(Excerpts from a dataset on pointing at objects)
· · · · · · ·

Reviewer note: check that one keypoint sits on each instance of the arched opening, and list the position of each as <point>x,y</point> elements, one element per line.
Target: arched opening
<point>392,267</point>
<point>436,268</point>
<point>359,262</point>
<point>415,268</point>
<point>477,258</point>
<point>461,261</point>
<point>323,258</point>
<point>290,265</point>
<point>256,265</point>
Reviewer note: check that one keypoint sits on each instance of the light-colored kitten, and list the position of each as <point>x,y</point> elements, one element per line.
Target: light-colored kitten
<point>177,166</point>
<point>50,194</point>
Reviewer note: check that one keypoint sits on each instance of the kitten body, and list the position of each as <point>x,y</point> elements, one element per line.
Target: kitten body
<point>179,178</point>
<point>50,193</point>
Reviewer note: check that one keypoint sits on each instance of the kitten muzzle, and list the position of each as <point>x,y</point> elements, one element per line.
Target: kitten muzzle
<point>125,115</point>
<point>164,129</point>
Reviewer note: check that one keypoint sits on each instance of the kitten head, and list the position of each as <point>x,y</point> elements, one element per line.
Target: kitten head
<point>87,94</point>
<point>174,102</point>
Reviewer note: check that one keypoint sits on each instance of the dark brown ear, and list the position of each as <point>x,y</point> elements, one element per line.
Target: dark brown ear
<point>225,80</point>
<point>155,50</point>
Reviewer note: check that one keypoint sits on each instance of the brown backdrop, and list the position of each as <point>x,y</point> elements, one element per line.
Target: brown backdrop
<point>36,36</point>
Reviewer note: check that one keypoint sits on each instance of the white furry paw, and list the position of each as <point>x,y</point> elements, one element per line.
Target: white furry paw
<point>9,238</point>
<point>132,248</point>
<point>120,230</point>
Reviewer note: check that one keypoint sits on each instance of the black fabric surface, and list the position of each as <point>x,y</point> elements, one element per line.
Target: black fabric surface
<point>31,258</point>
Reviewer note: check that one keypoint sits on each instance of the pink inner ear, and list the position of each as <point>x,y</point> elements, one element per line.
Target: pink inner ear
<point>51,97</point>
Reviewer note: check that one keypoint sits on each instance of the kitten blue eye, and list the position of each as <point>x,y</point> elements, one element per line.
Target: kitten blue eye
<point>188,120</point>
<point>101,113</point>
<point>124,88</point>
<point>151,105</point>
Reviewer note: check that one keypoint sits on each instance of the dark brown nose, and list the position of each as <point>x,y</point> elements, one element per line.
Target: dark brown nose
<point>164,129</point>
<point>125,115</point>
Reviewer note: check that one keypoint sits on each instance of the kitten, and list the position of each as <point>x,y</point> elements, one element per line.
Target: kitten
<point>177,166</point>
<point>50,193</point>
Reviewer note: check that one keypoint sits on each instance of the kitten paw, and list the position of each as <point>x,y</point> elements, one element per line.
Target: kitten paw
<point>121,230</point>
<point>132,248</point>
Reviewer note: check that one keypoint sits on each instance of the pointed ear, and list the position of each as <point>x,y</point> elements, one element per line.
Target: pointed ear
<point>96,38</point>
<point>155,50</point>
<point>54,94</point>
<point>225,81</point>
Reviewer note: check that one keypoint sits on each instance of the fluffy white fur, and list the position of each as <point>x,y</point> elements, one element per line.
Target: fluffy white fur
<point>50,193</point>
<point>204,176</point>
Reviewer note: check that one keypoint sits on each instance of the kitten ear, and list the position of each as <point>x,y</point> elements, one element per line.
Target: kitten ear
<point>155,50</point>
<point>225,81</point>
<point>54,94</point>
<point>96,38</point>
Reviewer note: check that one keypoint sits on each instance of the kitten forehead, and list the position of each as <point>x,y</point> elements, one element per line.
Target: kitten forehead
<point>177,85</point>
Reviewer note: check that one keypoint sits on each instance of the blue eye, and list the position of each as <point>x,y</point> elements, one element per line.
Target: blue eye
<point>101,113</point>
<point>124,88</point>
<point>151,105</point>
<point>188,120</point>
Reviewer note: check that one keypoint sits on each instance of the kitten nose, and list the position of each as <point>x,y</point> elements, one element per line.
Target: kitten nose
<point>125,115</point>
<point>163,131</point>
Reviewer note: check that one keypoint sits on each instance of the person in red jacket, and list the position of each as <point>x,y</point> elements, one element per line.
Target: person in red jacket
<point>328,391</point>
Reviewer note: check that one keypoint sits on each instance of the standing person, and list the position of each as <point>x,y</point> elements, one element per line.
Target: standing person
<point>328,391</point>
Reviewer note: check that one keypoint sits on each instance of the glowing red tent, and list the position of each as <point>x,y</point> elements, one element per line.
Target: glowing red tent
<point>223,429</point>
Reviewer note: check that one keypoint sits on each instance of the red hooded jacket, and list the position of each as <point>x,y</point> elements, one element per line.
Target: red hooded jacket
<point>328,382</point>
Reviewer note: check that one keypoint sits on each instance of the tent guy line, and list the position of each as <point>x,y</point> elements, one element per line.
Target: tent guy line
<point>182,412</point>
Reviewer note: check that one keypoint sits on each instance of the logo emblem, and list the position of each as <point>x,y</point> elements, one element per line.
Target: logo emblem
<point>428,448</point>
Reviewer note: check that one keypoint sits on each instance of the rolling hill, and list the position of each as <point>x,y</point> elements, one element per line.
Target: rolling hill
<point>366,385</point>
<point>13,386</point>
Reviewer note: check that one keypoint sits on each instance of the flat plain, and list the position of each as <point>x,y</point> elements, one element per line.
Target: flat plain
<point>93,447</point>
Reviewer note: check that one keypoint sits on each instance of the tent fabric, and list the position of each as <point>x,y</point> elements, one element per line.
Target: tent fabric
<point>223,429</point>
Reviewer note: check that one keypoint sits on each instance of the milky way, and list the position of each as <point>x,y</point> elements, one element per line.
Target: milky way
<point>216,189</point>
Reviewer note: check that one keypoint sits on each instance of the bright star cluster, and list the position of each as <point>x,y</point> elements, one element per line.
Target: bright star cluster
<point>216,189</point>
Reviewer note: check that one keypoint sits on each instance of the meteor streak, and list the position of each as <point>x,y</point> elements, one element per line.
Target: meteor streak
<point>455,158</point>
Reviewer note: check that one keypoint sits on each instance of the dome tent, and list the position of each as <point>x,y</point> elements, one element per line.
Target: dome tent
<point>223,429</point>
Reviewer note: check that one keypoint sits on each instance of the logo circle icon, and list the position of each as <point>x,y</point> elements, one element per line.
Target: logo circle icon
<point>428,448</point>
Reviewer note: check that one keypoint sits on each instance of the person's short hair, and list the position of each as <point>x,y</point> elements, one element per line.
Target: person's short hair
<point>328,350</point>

· · · · · · ·

| Work to be completed |
Put every line of the data above into a numbered list, omitting any blank lines.

| Task output |
1. Reviewer note: check that one keypoint sits on each instance of the arched opening, and list the position of each as <point>x,y</point> elements, one element per line.
2. Target: arched opening
3. <point>392,267</point>
4. <point>436,268</point>
5. <point>359,262</point>
6. <point>415,268</point>
7. <point>477,258</point>
8. <point>461,261</point>
9. <point>323,258</point>
10. <point>290,265</point>
11. <point>256,265</point>
12. Reviewer note: check that one keypoint sits on each instance of the light-colored kitten, and list the position of each as <point>x,y</point> elements, one element per line.
13. Target: light-colored kitten
14. <point>177,166</point>
15. <point>50,194</point>
16. Reviewer note: check that one keypoint sits on each instance of the kitten body, and list the position of each as <point>x,y</point> elements, one element per line.
17. Target: kitten body
18. <point>179,178</point>
19. <point>50,193</point>
20. Reviewer note: check that one keypoint sits on each instance of the kitten muzzle, and list the position of each as <point>x,y</point> elements, one element per line.
21. Target: kitten muzzle
22. <point>125,115</point>
23. <point>164,129</point>
24. Reviewer note: check that one keypoint sits on each instance of the kitten head, and list the position of each as <point>x,y</point> elements, one element per line.
25. Target: kitten head
26. <point>87,94</point>
27. <point>174,102</point>
28. Reviewer note: check that one keypoint sits on each instance of the dark brown ear, and list the position of each as <point>x,y</point> elements, one element per line.
29. Target: dark brown ear
30. <point>225,80</point>
31. <point>155,50</point>
32. Reviewer note: check that one keypoint sits on each instance of the brown backdrop, and list the position of each as <point>x,y</point> elements, one element per line.
33. Target: brown backdrop
34. <point>36,36</point>
35. Reviewer note: check that one keypoint sits on each instance of the white furry paw, and list the position of each as <point>x,y</point> elements, one element per line.
36. Target: white furry paw
37. <point>9,238</point>
38. <point>132,248</point>
39. <point>120,230</point>
40. Reviewer note: check that one keypoint sits on each instance of the black fabric surface, and list the position of each as <point>x,y</point> elements, one element per line.
41. Target: black fabric surface
42. <point>31,258</point>
43. Reviewer note: check that one keypoint sits on each instance of the pink inner ear, and list the position of each as <point>x,y</point> elements, one element per line.
44. Target: pink inner ear
45. <point>51,97</point>
46. Reviewer note: check that one keypoint sits on each instance of the kitten blue eye, and list the position of each as <point>x,y</point> elements, one element per line.
47. Target: kitten blue eye
48. <point>188,120</point>
49. <point>101,113</point>
50. <point>124,88</point>
51. <point>151,105</point>
52. Reviewer note: check that one keypoint sits on each instance of the dark brown nose, and list the position of each as <point>x,y</point> elements, one element per line.
53. Target: dark brown nose
54. <point>164,129</point>
55. <point>125,115</point>
56. Reviewer note: check that one keypoint sits on each instance of the kitten, and list the position of each as <point>x,y</point> elements, one element per line.
57. Target: kitten
58. <point>177,166</point>
59. <point>50,193</point>
60. Reviewer note: check that one keypoint sits on each instance of the kitten paw, and list the position of each as <point>x,y</point> elements, one element per line.
61. Target: kitten paw
62. <point>121,230</point>
63. <point>132,248</point>
64. Reviewer note: check that one keypoint sits on each instance of the pointed ear, and list the position of each as <point>x,y</point> elements, one element per line.
65. Target: pointed ear
66. <point>96,38</point>
67. <point>155,50</point>
68. <point>54,94</point>
69. <point>225,81</point>
70. Reviewer note: check that one keypoint sits on each instance of the fluffy white fur, and list the position of each as <point>x,y</point> elements, one element per line.
71. Target: fluffy white fur
72. <point>50,193</point>
73. <point>204,176</point>
74. Reviewer note: check that one keypoint sits on each instance of the kitten ear, and list the position of each as <point>x,y</point> elements, one element per line.
75. Target: kitten ear
76. <point>155,50</point>
77. <point>225,81</point>
78. <point>54,94</point>
79. <point>96,38</point>
80. Reviewer note: check that one keypoint sits on each instance of the kitten forehead, and list the position of each as <point>x,y</point> elements, one element per line.
81. Target: kitten forehead
82. <point>177,85</point>
83. Reviewer note: check that one keypoint sits on each instance of the blue eye, and list the position of each as <point>x,y</point> elements, one element per line.
84. Target: blue eye
85. <point>101,113</point>
86. <point>124,88</point>
87. <point>151,105</point>
88. <point>188,120</point>
89. Reviewer note: check that one keypoint sits on each instance of the kitten nose, and list the position of each as <point>x,y</point> elements, one element per line.
90. Target: kitten nose
91. <point>125,115</point>
92. <point>163,131</point>
93. Reviewer note: check that one keypoint sits on each instance of the person in red jacket, and list the position of each as <point>x,y</point> elements, one element per line.
94. Target: person in red jacket
95. <point>328,391</point>
96. Reviewer note: check that one keypoint sits on each instance of the standing person, and list the position of each as <point>x,y</point> elements, one element per line.
97. Target: standing person
98. <point>328,391</point>
99. Reviewer note: check that one keypoint sits on each instance of the glowing red tent, and list the position of each as <point>x,y</point> elements, one element per line.
100. Target: glowing red tent
101. <point>223,429</point>
102. Reviewer note: check that one keypoint sits on each instance of the red hooded jacket, and list the position of each as <point>x,y</point> elements, one element per line.
103. Target: red hooded jacket
104. <point>328,382</point>
105. Reviewer note: check that one keypoint sits on each instance of the tent guy line, and list the position of each as <point>x,y</point> elements, one element per line.
106. Target: tent guy line
107. <point>182,412</point>
108. Reviewer note: check that one keypoint sits on each instance of the logo emblem, and list the position of each as <point>x,y</point> elements, one element per line.
109. Target: logo emblem
110. <point>428,448</point>
111. Reviewer note: check that one keypoint sits on each instance of the rolling hill, and list the position of each as <point>x,y</point> elements, one element per line.
112. Target: rolling hill
113. <point>366,385</point>
114. <point>13,386</point>
115. Reviewer note: check that one keypoint sits on each instance of the flat plain, and list the position of each as <point>x,y</point> elements, one element per line.
116. Target: flat plain
117. <point>93,447</point>
118. Reviewer note: check that one keypoint sits on each instance of the tent fabric, and list the position of each as <point>x,y</point> elements, one element per line.
119. Target: tent fabric
120. <point>223,429</point>
121. Reviewer note: check that one keypoint sits on each instance of the milky way, and list the position of each as <point>x,y</point> elements, one element per line.
122. Target: milky way
123. <point>216,189</point>
124. Reviewer note: check that one keypoint sits on each instance of the bright star cluster, and list the position of each as <point>x,y</point> elements, one element per line.
125. Target: bright star cluster
126. <point>216,189</point>
127. Reviewer note: check that one keypoint sits on each instance of the meteor streak, and list the position of each as <point>x,y</point> elements, one element per line.
128. Target: meteor streak
129. <point>455,158</point>
130. Reviewer note: check that one keypoint sits on each instance of the dome tent, and list the position of each as <point>x,y</point> elements, one element per line.
131. Target: dome tent
132. <point>223,429</point>
133. Reviewer note: check that one keypoint sits on each instance of the logo circle icon, and list the position of each as <point>x,y</point> elements, one element per line.
134. Target: logo circle icon
135. <point>428,448</point>
136. Reviewer note: check that one keypoint sits on each instance of the person's short hair, and list the position of each as <point>x,y</point> elements, one element per line.
137. Target: person's short hair
138. <point>328,350</point>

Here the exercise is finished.